▸ **Selected excerpt**:

#####

SolidLabResearch / Challenges

24 stars 0 forks source link

An orchestrator for ease of workflow management #47

Closed s-minoo closed 1 year ago

s-minoo commented 2 years ago

This challenge has been split into 3 separate challenges: #50 #51 #52

Pitch

Undoubtedly, data will flow from pod to pod in the Solid ecosystem. Applications can create ad-hoc solutions to fetch and transfer data from one pod to another, however, interoperable orchestration of those data flows increases scalability of the solution. Think for example of a workflow that extracts Strava data from the Strava API, maps it to RML using the RMLStreamer as an LDES data stream, and then bucketizes that stream to, for example, create aggregated statistics of how many runs you did last week, how much kilometers, etc. etc. Without an orchestration component, this flow will need to be re-implemented for different use cases, again and again. An implementation-independent interoperable solution is needed.

Existing frameworks for workflow management, such as NiFi, Oozie, Airflow, and Dagster restricts the users within the context of the frameworks, be it in terms of programming language, limited API extensibility or fixed orchestration mechanism. On the other hand, DSL based workflow management tools such as Toil and Snakemake are limited in the tasks that they support which includes only BASH scripts.

Nextflow solved the aforementioned problems of the workflow management systems, however, it only supports file-based channels for data transfer. It cannot set up a workflow with processors using arbitrary channels such as Kafka for data transfer.

#####

▸ **Dataset rows**:
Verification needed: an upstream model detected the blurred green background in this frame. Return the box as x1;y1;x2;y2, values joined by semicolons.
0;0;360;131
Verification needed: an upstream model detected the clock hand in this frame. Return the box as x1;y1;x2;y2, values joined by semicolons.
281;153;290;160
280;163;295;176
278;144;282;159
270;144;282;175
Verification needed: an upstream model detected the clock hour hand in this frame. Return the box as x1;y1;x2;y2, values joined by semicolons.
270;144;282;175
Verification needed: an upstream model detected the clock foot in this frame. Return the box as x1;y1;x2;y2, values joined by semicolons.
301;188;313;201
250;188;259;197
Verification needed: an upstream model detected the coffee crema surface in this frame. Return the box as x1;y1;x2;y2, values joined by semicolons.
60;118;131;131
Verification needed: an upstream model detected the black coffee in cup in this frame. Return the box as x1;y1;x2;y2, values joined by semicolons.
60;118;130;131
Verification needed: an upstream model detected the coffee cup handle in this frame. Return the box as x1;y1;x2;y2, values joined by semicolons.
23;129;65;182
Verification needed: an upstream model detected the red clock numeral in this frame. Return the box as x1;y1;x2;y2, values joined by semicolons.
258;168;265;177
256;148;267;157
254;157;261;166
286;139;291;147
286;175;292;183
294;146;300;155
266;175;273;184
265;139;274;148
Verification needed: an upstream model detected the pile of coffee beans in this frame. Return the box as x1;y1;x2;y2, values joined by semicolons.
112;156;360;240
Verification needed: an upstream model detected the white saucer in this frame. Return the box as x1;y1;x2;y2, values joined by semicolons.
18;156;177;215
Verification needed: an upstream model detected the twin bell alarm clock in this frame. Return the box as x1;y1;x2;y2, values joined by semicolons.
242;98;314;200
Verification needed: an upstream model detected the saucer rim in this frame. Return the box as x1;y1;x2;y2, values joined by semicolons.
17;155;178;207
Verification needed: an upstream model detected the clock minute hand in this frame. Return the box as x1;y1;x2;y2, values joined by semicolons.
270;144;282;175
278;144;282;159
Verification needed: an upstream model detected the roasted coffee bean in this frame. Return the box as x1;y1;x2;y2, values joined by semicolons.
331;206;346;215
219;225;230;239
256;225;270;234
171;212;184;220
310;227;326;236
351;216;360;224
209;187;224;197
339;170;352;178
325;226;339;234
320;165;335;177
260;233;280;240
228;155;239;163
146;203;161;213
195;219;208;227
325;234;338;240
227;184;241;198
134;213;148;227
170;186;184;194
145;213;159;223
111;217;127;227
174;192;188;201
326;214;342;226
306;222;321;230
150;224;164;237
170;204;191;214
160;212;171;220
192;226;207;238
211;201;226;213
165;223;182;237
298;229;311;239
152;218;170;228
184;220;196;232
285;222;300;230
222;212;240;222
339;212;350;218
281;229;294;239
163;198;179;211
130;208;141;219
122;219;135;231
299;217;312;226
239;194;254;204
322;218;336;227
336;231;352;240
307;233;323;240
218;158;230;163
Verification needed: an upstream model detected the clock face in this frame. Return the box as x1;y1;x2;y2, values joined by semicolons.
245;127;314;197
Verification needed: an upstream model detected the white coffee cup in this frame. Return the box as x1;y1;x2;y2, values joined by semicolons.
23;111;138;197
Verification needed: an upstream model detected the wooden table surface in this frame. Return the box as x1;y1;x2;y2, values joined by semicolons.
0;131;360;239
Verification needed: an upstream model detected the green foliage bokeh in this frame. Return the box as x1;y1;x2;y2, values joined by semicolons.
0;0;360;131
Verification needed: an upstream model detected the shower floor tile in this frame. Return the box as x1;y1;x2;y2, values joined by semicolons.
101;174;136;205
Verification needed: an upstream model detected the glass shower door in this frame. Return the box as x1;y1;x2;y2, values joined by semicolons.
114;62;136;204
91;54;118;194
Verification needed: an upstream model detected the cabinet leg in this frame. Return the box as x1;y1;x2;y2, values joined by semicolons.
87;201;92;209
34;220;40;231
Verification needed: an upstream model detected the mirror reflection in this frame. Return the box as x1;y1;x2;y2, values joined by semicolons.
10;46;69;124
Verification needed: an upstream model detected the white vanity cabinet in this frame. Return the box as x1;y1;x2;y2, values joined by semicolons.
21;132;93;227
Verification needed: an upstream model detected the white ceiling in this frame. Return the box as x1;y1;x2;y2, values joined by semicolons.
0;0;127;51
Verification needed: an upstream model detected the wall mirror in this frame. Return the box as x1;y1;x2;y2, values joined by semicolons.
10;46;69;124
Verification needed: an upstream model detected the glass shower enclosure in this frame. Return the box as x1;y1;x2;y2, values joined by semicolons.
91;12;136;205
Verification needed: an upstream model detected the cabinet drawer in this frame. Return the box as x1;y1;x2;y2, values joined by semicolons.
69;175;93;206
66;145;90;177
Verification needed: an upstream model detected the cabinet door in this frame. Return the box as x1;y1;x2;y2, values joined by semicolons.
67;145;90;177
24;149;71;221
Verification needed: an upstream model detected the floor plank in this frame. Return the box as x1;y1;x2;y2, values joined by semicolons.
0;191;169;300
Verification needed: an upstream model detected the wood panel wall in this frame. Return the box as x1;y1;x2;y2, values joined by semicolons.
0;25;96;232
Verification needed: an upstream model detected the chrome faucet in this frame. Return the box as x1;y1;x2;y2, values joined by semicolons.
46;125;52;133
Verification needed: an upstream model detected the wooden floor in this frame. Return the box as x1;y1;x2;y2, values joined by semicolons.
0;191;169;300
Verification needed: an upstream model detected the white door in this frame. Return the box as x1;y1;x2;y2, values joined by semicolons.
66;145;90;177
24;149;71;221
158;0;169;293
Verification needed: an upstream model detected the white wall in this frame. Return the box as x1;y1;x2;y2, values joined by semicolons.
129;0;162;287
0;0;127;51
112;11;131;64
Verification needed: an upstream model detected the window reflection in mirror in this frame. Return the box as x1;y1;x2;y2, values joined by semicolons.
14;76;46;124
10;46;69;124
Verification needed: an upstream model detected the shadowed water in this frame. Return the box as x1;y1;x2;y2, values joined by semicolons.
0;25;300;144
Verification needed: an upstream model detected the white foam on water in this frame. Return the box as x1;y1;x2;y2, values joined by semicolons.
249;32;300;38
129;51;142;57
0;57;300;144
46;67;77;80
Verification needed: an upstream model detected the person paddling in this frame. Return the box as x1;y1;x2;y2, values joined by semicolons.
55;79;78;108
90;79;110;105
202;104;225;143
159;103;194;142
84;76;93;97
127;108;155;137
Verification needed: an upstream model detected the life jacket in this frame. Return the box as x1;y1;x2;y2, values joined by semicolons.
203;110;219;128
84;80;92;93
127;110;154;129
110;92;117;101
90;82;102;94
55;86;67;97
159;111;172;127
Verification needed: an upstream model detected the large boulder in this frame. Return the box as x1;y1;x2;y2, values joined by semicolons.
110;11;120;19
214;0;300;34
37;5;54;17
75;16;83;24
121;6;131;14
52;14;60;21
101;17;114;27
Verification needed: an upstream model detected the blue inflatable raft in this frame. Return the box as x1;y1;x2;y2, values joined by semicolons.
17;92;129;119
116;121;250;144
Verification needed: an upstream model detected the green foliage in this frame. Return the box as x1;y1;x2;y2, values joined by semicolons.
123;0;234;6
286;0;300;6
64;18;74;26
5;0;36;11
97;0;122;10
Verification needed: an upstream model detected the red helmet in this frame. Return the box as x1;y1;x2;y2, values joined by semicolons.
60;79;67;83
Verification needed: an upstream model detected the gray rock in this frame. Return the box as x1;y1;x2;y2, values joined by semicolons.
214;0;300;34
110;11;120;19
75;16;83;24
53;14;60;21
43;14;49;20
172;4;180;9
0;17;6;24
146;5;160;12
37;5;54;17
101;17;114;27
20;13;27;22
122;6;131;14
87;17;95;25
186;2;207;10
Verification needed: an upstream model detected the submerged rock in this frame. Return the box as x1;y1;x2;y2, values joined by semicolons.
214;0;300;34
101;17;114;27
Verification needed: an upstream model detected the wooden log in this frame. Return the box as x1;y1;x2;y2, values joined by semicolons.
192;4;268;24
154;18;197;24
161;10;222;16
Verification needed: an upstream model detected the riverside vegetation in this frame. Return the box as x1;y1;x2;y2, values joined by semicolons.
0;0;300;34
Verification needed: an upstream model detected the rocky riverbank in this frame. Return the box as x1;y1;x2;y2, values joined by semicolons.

#####

▸ **Actions to take**:
[1] Translate this sentence from the workflow orchestration issue into Spanish: "An implementation-independent interoperable solution is needed."
[2] Pull out every line of the listing that contains the word "foliage", treating uppercase and lowercase as different.
The listing has no connection to the workflow orchestration issue.

▸ **Correct answers**:
[1] Se necesita una solución interoperable independiente de la implementación.

[2]
Verification needed: an upstream model detected the green foliage bokeh in this frame. Return the box as x1;y1;x2;y2, values joined by semicolons.
Verification needed: an upstream model detected the green foliage in this frame. Return the box as x1;y1;x2;y2, values joined by semicolons.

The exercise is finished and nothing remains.